## Required work
Output all the entries word for word. Omit the pictures.

(Data excerpts)

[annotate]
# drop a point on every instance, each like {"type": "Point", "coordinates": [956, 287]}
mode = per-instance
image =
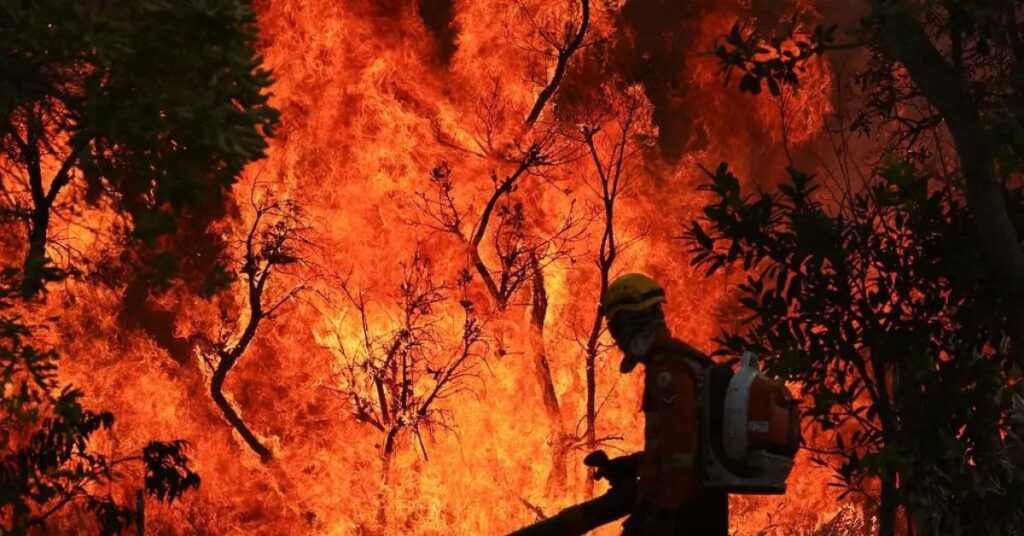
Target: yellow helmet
{"type": "Point", "coordinates": [631, 292]}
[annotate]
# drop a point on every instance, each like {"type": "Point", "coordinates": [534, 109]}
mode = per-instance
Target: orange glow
{"type": "Point", "coordinates": [372, 100]}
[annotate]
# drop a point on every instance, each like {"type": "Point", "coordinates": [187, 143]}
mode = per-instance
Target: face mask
{"type": "Point", "coordinates": [640, 344]}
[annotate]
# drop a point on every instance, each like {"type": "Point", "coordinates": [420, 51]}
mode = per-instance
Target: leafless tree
{"type": "Point", "coordinates": [521, 254]}
{"type": "Point", "coordinates": [613, 138]}
{"type": "Point", "coordinates": [394, 373]}
{"type": "Point", "coordinates": [559, 38]}
{"type": "Point", "coordinates": [274, 274]}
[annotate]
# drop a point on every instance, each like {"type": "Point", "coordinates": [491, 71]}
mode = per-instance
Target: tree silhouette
{"type": "Point", "coordinates": [113, 100]}
{"type": "Point", "coordinates": [884, 314]}
{"type": "Point", "coordinates": [47, 465]}
{"type": "Point", "coordinates": [274, 274]}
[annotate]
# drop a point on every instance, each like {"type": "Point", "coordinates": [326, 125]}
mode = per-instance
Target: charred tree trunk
{"type": "Point", "coordinates": [564, 54]}
{"type": "Point", "coordinates": [904, 40]}
{"type": "Point", "coordinates": [217, 393]}
{"type": "Point", "coordinates": [387, 456]}
{"type": "Point", "coordinates": [591, 362]}
{"type": "Point", "coordinates": [888, 504]}
{"type": "Point", "coordinates": [539, 314]}
{"type": "Point", "coordinates": [35, 259]}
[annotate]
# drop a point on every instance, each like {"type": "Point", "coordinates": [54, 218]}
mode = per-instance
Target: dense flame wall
{"type": "Point", "coordinates": [363, 86]}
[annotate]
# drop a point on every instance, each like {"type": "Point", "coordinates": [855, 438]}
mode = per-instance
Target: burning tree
{"type": "Point", "coordinates": [273, 274]}
{"type": "Point", "coordinates": [612, 131]}
{"type": "Point", "coordinates": [396, 373]}
{"type": "Point", "coordinates": [114, 101]}
{"type": "Point", "coordinates": [883, 315]}
{"type": "Point", "coordinates": [47, 463]}
{"type": "Point", "coordinates": [940, 79]}
{"type": "Point", "coordinates": [560, 37]}
{"type": "Point", "coordinates": [521, 251]}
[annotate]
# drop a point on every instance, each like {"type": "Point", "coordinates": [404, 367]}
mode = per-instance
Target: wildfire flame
{"type": "Point", "coordinates": [375, 95]}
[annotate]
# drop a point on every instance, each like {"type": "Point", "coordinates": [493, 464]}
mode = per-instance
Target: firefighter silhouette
{"type": "Point", "coordinates": [671, 497]}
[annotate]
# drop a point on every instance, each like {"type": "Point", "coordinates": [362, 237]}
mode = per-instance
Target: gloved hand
{"type": "Point", "coordinates": [621, 470]}
{"type": "Point", "coordinates": [659, 522]}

## Problem solution
[annotate]
# drop a point on every instance, each like {"type": "Point", "coordinates": [956, 287]}
mode = per-instance
image =
Target: yellow helmet
{"type": "Point", "coordinates": [631, 292]}
[annotate]
# drop a point on every instance, each like {"type": "Point", "coordinates": [534, 109]}
mode = per-instance
Target: orange glow
{"type": "Point", "coordinates": [372, 100]}
[annotate]
# drop a point on every instance, each like {"type": "Point", "coordinates": [187, 143]}
mode = per-instance
Target: face mask
{"type": "Point", "coordinates": [640, 344]}
[annotate]
# drop a point on every instance, each like {"type": "Point", "coordinates": [420, 51]}
mode = per-instance
Target: leafless tree
{"type": "Point", "coordinates": [521, 254]}
{"type": "Point", "coordinates": [613, 138]}
{"type": "Point", "coordinates": [394, 373]}
{"type": "Point", "coordinates": [559, 38]}
{"type": "Point", "coordinates": [274, 274]}
[annotate]
# drop a point on every instance, each like {"type": "Point", "coordinates": [491, 71]}
mode = per-instance
Target: tree silhouette
{"type": "Point", "coordinates": [113, 100]}
{"type": "Point", "coordinates": [884, 314]}
{"type": "Point", "coordinates": [47, 465]}
{"type": "Point", "coordinates": [274, 274]}
[annotate]
# drop a point on every instance, each like {"type": "Point", "coordinates": [326, 125]}
mode = per-instance
Target: charred tree trunk
{"type": "Point", "coordinates": [564, 54]}
{"type": "Point", "coordinates": [904, 40]}
{"type": "Point", "coordinates": [217, 393]}
{"type": "Point", "coordinates": [387, 456]}
{"type": "Point", "coordinates": [591, 362]}
{"type": "Point", "coordinates": [888, 504]}
{"type": "Point", "coordinates": [539, 314]}
{"type": "Point", "coordinates": [35, 259]}
[annotate]
# drop a point on every instance, each like {"type": "Point", "coordinates": [54, 218]}
mode = per-instance
Target: dense flame wall
{"type": "Point", "coordinates": [363, 86]}
[annotate]
# drop a point on every instance, each like {"type": "Point", "coordinates": [855, 438]}
mode = per-instance
Target: burning tree
{"type": "Point", "coordinates": [273, 274]}
{"type": "Point", "coordinates": [612, 131]}
{"type": "Point", "coordinates": [396, 373]}
{"type": "Point", "coordinates": [114, 101]}
{"type": "Point", "coordinates": [883, 315]}
{"type": "Point", "coordinates": [47, 463]}
{"type": "Point", "coordinates": [940, 79]}
{"type": "Point", "coordinates": [560, 37]}
{"type": "Point", "coordinates": [521, 251]}
[annotate]
# drop a point on every instance, each like {"type": "Point", "coordinates": [404, 367]}
mode = per-instance
Target: wildfire flame
{"type": "Point", "coordinates": [375, 95]}
[annotate]
# drop a point on every instance, each like {"type": "Point", "coordinates": [493, 464]}
mode = per-instance
Target: firefighter silhouette
{"type": "Point", "coordinates": [671, 497]}
[annotate]
# drop a point on every instance, each like {"type": "Point", "coordinates": [362, 237]}
mode = per-instance
Target: gloved hand
{"type": "Point", "coordinates": [621, 470]}
{"type": "Point", "coordinates": [659, 522]}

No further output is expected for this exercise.